* TEXTE FOURNI:
Mme Nicole Borvo Cohen-Seat. On est d'accord !

M. Christian Estrosi, ministre délégué. Ces enfants présents en France sont dans une situation très incertaine, qui découle des législations des pays de droit musulman.

La question majeure pour nous est de savoir si la kafalah a, oui ou non, un effet sur l'admission au séjour en France de l'enfant placé sous cette sorte de tutelle.

Il faut distinguer deux cas très différents.

Un accord franco-algérien nous impose d'admettre au regroupement familial, dans les mêmes conditions que les enfants biologiques, les enfants reconnus par un acte de kafalah judiciaire.

En revanche, d'autres types de kafalah, notamment ceux du Maroc, des Comores, de l'Égypte ou de la Mauritanie, ne produisent aucun effet direct sur le droit au séjour en France de ces enfants. La loi française s'applique donc pleinement.

Le code de l'entrée et du séjour des étrangers et du droit d'asile ne reconnaît pas la kafalah. Il n'est pas question pour nous de mettre en place des mécanismes qui créeraient de nouvelles filières et donneraient à la kafalah une sorte de reconnaissance s'agissant du droit au séjour en France.

Le Gouvernement craint précisément que les amendements proposés n'aient cet effet pervers. Je vous demande donc, monsieur Milon, monsieur Bret, de bien vouloir les retirer. En contrepartie, je m'engage solennellement à ce que le Gouvernement instaure sans délai un groupe de travail, auquel vous serez bien entendu invités à participer.

M. Christian Estrosi, ministre délégué. Absolument ! Cette invitation s'adresse aussi bien à M. Milon qu'à M. Bret.

* CONSIGNE:
Rédigez la suite de l'échange sur la kafalah, en reprenant juste après la dernière réplique du ministre.

* CONTENU DES DONNÉES:
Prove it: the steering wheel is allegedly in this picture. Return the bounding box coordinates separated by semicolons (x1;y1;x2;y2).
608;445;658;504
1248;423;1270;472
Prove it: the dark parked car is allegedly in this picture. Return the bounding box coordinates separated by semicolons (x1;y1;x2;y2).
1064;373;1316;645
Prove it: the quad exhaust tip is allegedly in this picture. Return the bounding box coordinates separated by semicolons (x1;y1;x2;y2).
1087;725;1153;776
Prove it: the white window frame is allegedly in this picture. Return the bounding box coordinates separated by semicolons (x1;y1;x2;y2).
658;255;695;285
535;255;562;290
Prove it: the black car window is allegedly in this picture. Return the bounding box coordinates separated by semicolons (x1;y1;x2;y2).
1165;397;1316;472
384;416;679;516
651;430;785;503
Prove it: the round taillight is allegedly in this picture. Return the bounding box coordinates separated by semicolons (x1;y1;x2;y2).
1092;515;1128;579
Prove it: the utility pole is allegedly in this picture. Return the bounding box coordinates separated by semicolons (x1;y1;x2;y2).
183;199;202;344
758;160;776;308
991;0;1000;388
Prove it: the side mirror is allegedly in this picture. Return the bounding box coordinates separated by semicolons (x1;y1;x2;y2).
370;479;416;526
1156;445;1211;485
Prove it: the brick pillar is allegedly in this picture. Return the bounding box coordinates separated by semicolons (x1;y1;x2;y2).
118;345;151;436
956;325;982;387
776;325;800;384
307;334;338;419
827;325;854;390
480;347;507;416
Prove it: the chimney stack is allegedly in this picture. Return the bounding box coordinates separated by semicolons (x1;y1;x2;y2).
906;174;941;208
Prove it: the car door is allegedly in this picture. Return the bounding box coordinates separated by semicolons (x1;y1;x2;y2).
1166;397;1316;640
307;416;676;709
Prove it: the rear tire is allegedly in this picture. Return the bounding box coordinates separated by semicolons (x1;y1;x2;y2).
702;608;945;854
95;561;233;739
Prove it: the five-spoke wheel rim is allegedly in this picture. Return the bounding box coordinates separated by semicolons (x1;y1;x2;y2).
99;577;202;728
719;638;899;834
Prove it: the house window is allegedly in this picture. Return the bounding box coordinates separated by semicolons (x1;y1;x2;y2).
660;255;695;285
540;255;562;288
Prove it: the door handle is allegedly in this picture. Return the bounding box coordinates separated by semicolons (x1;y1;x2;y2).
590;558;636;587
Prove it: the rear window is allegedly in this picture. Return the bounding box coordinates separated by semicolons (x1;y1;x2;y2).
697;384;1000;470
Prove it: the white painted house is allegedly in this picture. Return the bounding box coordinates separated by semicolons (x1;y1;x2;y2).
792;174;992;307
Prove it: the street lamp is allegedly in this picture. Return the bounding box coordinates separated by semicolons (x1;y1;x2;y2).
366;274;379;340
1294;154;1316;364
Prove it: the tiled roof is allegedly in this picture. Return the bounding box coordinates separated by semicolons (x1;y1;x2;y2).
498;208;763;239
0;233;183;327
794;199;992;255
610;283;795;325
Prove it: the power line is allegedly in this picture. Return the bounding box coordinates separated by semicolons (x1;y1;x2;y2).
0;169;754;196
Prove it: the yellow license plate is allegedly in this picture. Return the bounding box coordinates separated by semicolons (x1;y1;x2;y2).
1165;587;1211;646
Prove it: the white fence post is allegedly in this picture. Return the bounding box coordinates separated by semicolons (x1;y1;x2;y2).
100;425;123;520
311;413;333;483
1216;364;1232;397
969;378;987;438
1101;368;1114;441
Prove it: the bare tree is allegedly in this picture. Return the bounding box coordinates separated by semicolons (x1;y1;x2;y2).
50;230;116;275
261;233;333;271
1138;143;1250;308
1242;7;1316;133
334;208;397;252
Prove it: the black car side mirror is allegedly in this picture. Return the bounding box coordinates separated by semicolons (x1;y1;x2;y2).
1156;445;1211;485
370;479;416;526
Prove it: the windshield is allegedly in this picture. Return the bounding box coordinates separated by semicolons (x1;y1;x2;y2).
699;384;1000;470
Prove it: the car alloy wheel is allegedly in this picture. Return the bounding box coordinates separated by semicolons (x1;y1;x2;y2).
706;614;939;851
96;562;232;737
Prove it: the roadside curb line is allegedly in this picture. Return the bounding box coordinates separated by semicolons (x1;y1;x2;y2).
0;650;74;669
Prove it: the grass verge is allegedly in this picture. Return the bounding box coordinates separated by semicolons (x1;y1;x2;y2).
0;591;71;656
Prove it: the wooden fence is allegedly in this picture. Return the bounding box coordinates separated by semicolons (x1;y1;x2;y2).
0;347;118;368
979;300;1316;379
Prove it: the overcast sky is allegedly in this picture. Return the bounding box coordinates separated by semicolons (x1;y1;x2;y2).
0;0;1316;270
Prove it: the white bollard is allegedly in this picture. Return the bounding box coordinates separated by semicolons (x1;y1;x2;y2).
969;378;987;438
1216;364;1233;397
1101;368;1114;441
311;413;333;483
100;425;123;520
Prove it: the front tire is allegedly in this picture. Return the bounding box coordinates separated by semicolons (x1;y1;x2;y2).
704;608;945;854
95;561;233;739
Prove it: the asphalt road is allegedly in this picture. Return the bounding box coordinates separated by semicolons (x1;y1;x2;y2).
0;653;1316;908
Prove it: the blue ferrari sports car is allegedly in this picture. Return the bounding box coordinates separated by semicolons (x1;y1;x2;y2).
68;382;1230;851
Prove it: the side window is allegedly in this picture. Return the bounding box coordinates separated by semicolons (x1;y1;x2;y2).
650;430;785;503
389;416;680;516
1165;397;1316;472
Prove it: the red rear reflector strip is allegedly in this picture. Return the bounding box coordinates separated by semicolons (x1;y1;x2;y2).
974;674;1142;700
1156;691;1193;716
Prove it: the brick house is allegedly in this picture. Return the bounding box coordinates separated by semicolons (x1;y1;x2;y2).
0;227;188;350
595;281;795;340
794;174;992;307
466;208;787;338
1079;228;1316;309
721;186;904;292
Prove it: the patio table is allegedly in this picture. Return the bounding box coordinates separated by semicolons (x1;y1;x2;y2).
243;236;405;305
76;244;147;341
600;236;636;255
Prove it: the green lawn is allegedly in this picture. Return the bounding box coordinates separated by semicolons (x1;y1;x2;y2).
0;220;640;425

* VOTRE RÉPONSE:
Ce groupe de travail sera chargé d'examiner comment la situation des enfants présents en France au titre de la kafalah peut être améliorée, ce en association, d'ailleurs, avec M. le ministre d'État, ministre de l'intérieur et de l'aménagement du territoire, M. le garde des sceaux, ministre de la justice, M. le ministre délégué à la sécurité sociale, aux personnes âgées, aux personnes handicapées et à la famille, et, enfin, M. le ministre des affaires étrangères, pour aborder à la fois les questions d'adoption et de séjour.

Il aura pour objectif - ce que je vous annonce là, au nom de M. Nicolas Sarkozy, est un engagement précis et ferme du Gouvernement - une concertation avec les principaux pays concernés, la réalisation d'un audit de la situation sociale des enfants présents en France et, en fonction de cela, une étude d'une éventuelle évolution de notre législation.

M. le président. Monsieur Alain Milon, les amendements n°s 136 rectifié et 137 rectifié sont-ils maintenus ?

M. Alain Milon. M. le ministre me connaît bien : nous avons travaillé ensemble pendant des années au sein du conseil régional de Provence-Alpes-Côte-d'Azur. Nous savons tous deux que la fidélité passe par la raison et qu'il faut parfois avoir raison contre son camp.

L'amendement n° 136 rectifié tendrait, en effet, à mettre en cause des accords internationaux. Je le retire donc, ce qui permettra au Gouvernement de tenir sa parole et de mettre en place une commission sur ce sujet.

L'amendement n° 137 rectifié est différent : il vise simplement à proposer aux enfants ayant acquis la nationalité française de pouvoir être adoptés même s'ils ont la double nationalité. Dès lors, je le maintiens.

M. le président. L'amendement n° 136 rectifié est retiré.

Monsieur Robert Bret, l'amendement n° 440 est-il maintenu ?

M. Robert Bret. Je le maintiens, monsieur le président.

Comme l'a précisé M. Milon, l'adoption de la loi du 26 novembre 2003 a mis fin à la possibilité de réclamer la nationalité française qui était jusqu'alors donnée à ces enfants dès lors qu'ils résidaient sur le sol français, possibilité qui n'était assortie d'aucune condition de durée.

Comme cela a été dit, aux termes de ladite loi ont été également mises en place des « périodes de stage » probatoires de cinq ans et de trois ans, selon les cas.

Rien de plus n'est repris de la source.